Trecho

Muito além do inglês: estudo de línguas está em alta
Brasília tem até um Clube Poliglota, que promove encontros gratuitos para a prática livre de idiomas
Postado em 22/04/2025
Sara Beatriz é uma jovem universitária de 25 anos que estuda Letras na Universidade de Brasília (UnB). Há, contudo, um diferencial em sua formação: o fato de seu curso ser de Letras em Língua e Literatura Japonesa. “Meu interesse é na área de tradução. Ela [a língua japonesa] me atrai mais [do que outras línguas] pela leitura, escrita e tradução”, explica.
Jovens como Sara procuram cada vez mais aprender e praticar idiomas estrangeiros, ou até mesmo especialização acadêmica. Essa demanda cresce tanto por interesse cultural e linguístico, como também para ampliar as oportunidades de trabalho. Os idiomas mais buscados hoje em dia, segundo cursos de línguas, como o da plataforma Preply, são inglês, liderando a lista, espanhol, francês e línguas asiáticas como mandarim, japonês, coreano e árabe.

Para a graduanda, ela sente que enfim encontrou a área profissional que quer focar. “Eu quero trabalhar com isso. Agora finalmente me encaixo em algo”, desabafa.
Esse também é o caso de Vítor Carvalho, de 25 anos. Vítor é formado em Línguas Estrangeiras Aplicadas pela UnB e, durante a graduação, além de aprimorar seu inglês, teve também contato com espanhol, francês, coreano, japonês e mandarim. Hoje em dia, busca dedicar a maior parte de seus estudos de linguagem para a língua japonesa. “Depois de conseguir um domínio sólido sobre a língua inglesa, a vontade de conseguir me conectar com mais pessoas e entender outras línguas veio de forma natural”, afirma.
Diferente de Sara, se especializar em línguas não era a primeira escolha de Vítor. Contudo, ele conta como foi fácil se acostumar com o ensino superior, onde respirava línguas estrangeiras e, no fim, desenvolveu uma afinidade forte pelo campo. “Estar perto de outras pessoas com o mesmo interesse fortalecia ainda mais o meu amor pelo aprendizado de idiomas”, acrescenta.
O conhecimento da linguagem
“Tem um interesse cada vez maior em aprendizado de língua estrangeira, especificamente o inglês, porque hoje em dia ele é nova língua franca, né?”, conta Luciana Santos, especialista em multilinguismo em línguas estrangeiras pela Universidade de Brasília. Ela conta como o inglês, atualmente, é a língua do comércio, das relações internacionais, da política, da economia, e da ciência.

Excerto de dados
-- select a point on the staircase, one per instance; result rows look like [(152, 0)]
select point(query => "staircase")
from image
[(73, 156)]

A fazer
(A) Passe para o inglês esta frase do trecho: "Os idiomas mais buscados hoje em dia, segundo cursos de línguas, como o da plataforma Preply, são inglês, liderando a lista, espanhol, francês e línguas asiáticas como mandarim, japonês, coreano e árabe."
(B) Diga se cada afirmação concorda com o trecho, respondendo sim ou não e citando as palavras que decidem: (i) Sara Beatriz faz um curso de Letras em Língua e Literatura Japonesa. (ii) Especializar-se em línguas foi a primeira escolha de Vítor. (iii) Luciana Santos diz que o inglês é hoje a nova língua franca.
(C) Extraia do trecho, sem nenhuma alteração, a parte que se abre com as palavras que contêm "O conhecimento da" e se fecha com "e da ciência.".
O material não é necessário.

Respostas do exercício
(A) According to language courses such as the one on the Preply platform, the most sought-after languages today are English, which leads the list, Spanish, French, and Asian languages such as Mandarin, Japanese, Korean, and Arabic.

(B)
(i) Sim: "o fato de seu curso ser de Letras em Língua e Literatura Japonesa".
(ii) Não: "se especializar em línguas não era a primeira escolha de Vítor".
(iii) Sim: "hoje em dia ele é nova língua franca".

(C)
O conhecimento da linguagem
“Tem um interesse cada vez maior em aprendizado de língua estrangeira, especificamente o inglês, porque hoje em dia ele é nova língua franca, né?”, conta Luciana Santos, especialista em multilinguismo em línguas estrangeiras pela Universidade de Brasília. Ela conta como o inglês, atualmente, é a língua do comércio, das relações internacionais, da política, da economia, e da ciência.